• _Text_
§ §

Fig. 10 illustrates the contours of axial velocity in

the mixing vanes area. It can be seen that the mixing
vanes already affect the flow in the support part of the
grid (Fig. 10a). The sudden widening of the flow cross-
section (located behind the mixing vanes) causes the
suction effect, which leads to coolant acceleration in
the support part. Cross-sections in the mixing vanes
area show the formation of the vortex structures as
indicated also in Fig. 10b and Fig. 10c. These vortex
structures are formed alongside the entire mixing vane.
The vortex structures are also directed opposite to
the axial flow, which explains the negative values of
the velocity.

§ §

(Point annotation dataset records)
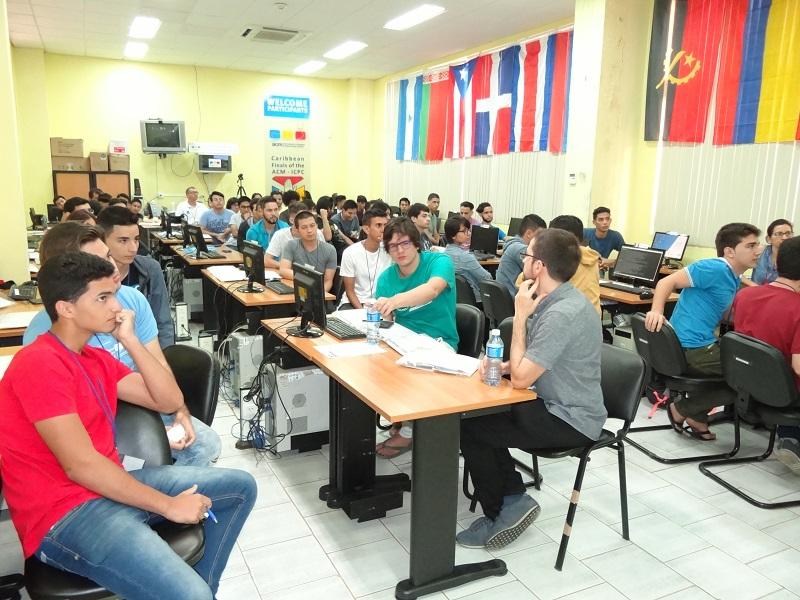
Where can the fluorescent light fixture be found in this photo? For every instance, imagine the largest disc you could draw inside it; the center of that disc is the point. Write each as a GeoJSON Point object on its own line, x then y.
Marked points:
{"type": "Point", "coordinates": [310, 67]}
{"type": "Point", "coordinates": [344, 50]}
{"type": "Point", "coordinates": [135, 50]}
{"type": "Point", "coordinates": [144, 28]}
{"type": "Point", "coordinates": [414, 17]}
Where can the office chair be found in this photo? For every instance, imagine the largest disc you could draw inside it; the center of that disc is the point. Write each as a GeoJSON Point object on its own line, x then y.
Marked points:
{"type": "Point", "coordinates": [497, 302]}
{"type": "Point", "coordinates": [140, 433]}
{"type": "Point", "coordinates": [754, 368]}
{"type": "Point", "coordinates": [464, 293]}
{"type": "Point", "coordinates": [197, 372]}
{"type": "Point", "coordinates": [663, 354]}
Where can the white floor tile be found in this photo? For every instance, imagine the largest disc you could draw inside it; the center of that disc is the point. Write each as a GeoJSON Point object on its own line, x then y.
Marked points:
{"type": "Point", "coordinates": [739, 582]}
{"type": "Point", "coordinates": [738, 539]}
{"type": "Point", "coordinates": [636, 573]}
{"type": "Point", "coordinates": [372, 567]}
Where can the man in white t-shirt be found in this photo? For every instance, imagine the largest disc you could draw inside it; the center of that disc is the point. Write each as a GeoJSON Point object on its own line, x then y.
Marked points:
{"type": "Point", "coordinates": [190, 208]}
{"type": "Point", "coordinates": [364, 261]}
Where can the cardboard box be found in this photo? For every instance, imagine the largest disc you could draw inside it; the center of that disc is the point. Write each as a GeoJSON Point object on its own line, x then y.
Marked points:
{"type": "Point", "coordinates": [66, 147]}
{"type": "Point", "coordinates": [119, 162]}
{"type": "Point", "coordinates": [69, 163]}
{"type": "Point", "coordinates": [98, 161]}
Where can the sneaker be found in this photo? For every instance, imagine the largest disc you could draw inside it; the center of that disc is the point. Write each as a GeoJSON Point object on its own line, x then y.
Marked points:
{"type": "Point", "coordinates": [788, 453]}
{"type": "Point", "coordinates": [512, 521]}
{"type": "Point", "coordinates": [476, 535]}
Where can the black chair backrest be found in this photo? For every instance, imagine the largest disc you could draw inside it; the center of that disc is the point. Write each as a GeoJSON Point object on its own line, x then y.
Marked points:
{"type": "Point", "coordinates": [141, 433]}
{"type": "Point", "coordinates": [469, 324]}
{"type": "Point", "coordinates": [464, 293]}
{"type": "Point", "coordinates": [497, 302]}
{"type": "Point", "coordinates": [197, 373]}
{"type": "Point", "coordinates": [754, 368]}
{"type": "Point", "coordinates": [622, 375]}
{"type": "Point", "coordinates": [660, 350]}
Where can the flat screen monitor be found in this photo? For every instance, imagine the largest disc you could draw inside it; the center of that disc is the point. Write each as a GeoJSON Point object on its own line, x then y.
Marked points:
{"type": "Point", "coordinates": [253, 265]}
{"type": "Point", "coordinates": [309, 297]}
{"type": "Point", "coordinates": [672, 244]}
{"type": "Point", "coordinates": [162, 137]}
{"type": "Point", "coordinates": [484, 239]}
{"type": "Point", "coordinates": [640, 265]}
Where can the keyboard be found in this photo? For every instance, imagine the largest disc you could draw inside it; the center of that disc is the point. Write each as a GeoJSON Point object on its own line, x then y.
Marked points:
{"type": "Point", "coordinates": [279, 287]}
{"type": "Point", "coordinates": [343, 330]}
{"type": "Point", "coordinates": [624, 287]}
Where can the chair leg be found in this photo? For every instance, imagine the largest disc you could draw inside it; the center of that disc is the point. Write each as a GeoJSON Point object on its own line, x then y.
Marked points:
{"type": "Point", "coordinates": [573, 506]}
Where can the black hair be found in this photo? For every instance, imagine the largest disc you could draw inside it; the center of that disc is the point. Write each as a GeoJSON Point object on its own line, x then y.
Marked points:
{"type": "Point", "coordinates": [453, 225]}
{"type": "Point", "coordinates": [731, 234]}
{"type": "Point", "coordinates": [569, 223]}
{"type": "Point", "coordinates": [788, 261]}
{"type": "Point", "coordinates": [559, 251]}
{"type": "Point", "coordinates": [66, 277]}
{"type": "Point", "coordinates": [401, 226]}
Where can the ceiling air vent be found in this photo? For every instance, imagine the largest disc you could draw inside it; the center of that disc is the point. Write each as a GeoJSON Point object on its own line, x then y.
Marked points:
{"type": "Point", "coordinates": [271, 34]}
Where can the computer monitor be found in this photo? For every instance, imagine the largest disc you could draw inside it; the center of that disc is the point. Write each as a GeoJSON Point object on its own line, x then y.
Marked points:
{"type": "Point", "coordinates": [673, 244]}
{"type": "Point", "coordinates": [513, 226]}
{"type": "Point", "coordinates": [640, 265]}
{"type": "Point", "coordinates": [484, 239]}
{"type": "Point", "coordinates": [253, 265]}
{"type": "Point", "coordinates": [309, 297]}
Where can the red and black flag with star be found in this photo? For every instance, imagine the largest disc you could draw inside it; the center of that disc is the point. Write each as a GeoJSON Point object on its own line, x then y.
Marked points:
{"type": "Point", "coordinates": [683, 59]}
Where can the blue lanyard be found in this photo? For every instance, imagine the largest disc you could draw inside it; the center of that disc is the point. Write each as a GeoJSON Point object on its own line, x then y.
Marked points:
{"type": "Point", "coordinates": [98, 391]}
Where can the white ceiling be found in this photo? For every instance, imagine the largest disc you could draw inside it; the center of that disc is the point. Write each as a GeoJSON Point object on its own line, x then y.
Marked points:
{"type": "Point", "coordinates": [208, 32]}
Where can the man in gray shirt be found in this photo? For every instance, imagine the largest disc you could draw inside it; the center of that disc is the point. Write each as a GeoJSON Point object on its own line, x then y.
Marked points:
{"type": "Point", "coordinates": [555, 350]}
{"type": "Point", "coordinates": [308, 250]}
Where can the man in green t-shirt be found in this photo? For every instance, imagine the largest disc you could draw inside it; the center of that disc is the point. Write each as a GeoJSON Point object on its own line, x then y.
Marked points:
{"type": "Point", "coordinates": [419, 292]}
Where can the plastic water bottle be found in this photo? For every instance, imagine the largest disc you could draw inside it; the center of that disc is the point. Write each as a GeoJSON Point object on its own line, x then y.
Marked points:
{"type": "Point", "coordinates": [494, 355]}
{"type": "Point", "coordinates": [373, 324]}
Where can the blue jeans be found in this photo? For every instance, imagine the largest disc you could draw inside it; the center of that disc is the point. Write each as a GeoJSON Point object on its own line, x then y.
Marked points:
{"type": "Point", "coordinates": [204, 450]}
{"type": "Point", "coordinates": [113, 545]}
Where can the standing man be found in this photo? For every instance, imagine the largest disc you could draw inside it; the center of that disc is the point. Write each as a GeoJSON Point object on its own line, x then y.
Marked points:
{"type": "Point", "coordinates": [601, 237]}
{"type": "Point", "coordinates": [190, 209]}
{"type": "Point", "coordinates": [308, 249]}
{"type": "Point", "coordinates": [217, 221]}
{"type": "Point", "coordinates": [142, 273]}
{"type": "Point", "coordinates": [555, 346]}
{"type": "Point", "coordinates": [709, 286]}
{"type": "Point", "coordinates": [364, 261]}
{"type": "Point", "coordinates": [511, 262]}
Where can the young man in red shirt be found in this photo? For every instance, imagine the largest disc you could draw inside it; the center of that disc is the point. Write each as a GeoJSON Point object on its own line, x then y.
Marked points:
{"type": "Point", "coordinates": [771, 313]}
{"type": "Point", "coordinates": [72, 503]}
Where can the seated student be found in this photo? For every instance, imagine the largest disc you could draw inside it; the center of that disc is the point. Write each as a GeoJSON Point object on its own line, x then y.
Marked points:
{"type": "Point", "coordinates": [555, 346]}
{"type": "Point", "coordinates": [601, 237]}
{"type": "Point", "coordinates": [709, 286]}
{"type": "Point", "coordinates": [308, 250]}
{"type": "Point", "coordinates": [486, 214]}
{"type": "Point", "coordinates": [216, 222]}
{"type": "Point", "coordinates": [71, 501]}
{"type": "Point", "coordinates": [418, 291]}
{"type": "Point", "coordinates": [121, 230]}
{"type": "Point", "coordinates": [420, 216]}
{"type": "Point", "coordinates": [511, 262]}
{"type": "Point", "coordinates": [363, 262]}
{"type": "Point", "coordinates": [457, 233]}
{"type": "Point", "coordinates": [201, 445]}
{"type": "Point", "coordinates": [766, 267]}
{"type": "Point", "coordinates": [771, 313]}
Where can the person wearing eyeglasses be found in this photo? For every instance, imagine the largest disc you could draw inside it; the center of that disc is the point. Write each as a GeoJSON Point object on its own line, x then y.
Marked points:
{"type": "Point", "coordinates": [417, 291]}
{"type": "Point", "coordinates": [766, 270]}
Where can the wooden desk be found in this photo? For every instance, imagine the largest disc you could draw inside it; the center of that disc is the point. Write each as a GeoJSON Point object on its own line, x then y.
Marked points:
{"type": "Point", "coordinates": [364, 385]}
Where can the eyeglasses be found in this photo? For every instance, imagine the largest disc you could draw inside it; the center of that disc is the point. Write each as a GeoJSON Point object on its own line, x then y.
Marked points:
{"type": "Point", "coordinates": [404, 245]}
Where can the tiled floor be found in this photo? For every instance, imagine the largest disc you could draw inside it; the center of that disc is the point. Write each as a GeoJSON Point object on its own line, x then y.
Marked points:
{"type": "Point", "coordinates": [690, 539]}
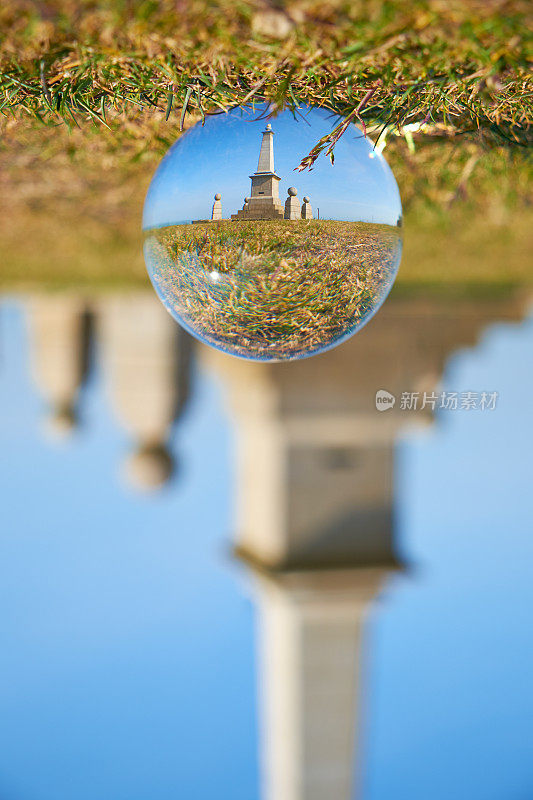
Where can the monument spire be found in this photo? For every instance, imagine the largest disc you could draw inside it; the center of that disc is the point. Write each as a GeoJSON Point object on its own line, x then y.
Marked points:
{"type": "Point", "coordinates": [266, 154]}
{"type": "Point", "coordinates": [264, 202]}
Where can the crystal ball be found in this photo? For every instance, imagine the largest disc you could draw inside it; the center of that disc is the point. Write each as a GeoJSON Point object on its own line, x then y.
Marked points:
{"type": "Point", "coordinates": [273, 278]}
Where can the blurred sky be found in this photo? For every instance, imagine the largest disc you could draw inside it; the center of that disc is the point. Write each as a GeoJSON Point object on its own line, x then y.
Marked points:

§ §

• _To be done_
1. Rewrite the part of the passage on flow around the mixing vanes that opens with the words containing "the mixing vanes area." and closes with "entire mixing vane.", using "water" in place of "coolant".
2. In the passage on flow around the mixing vanes, what causes the suction effect?
3. Write what comes next in the passage on flow around the mixing vanes, picking up after its final sentence.
The records are separate material, unrelated to the passage on flow around the mixing vanes.

• _Answers for this exercise_
1.
the mixing vanes area. It can be seen that the mixing
vanes already affect the flow in the support part of the
grid (Fig. 10a). The sudden widening of the flow cross-
section (located behind the mixing vanes) causes the
suction effect, which leads to water acceleration in
the support part. Cross-sections in the mixing vanes
area show the formation of the vortex structures as
indicated also in Fig. 10b and Fig. 10c. These vortex
structures are formed alongside the entire mixing vane.

2. The sudden widening of the flow cross-section located behind the mixing vanes.

3.
Fig. 11 illustrates the velocity vectors in the cross

flow direction. The vortex structures are illustrated in
Fig. 11a. These vortex structures disappear approxi-
mately 50 mm behind the spacer grid, as can be seen
in Fig. 12, where the average vorticity in horizontal

cross sections is illustrated. The 0 mm level in Fig. 12
corresponds to the outflow edge of the mixing vanes,
and 500 mm is the distance between the two following
spacer grids, as was already mentioned. The vorticity
remains constant after the 50 mm level and further
behind the spacer grid. Fig. 11b illustrates that the
spiral character of the flow is preserved in the whole
volume behind the spacer grid. The velocity vectors in
Fig. 11b illustrate the plane just before the following
spacer grid (499 mm from the mixing vanes outflow
edge). Axial flow is already strongly dominant in this
area but the arrows indicate that the flow character
is still affected by the effect of the mixing vanes.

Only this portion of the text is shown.